- _Article_
START

Rice Vegetable Medley

Alicia Calvo, MPH, RDN, CDCES, CEDRD

This rice is loaded with fresh vegetables like eggplant, red and yellow bell peppers, carrots, and broccoli.  Feel free to use any leftover or any variety of vegetables you may desire. Be sure to start cooking the harder or more fibrous vegetables first, then add the softer vegetables midway in cooking.  This recipe is an easy way to include more vegetables and fiber in your diet.  It makes a versatile side dish that can complement grilled vegetables, tofu, meats, chicken, or fish.

END

- _Data lines_
START

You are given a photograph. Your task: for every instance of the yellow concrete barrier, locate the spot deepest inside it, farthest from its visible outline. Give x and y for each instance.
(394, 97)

END

- _Problem_
Resume the write-up on the rice vegetable medley above, starting right after its final sentence.

- _Solved exercise_
Prep Time: 10min | Cook Time: 20min | Total Time: 30 min. | Serves 4 - 6

Ingredients:

  • 2 Tablespoons Olive oil

  • ½ cup carrots, diced

  • ½ cup eggplant, diced

  • ½ red bell pepper, diced

  • 1 cup long grain brown or white rice, rinsed thoroughly and strained

  • 1 – 15 oz. can chicken or vegetable broth

  • Salt and pepper to taste

Instructions:

  1. Heat olive oil in a large skillet over medium heat.  Add diced vegetables and cook until softened, about 3 minutes.

  2. Stir and toast rinsed and strained rice with cooked vegetables.

  3. Add broth.  Bring to a boil.  Then turn heat down to low-medium and let simmer covered for 20 minutes or until rice is cooked. 

  4. Add salt and pepper to taste and fluff rice with a fork. 

  5. Serve with grilled vegetables, tofu, meat, chicken, or fish.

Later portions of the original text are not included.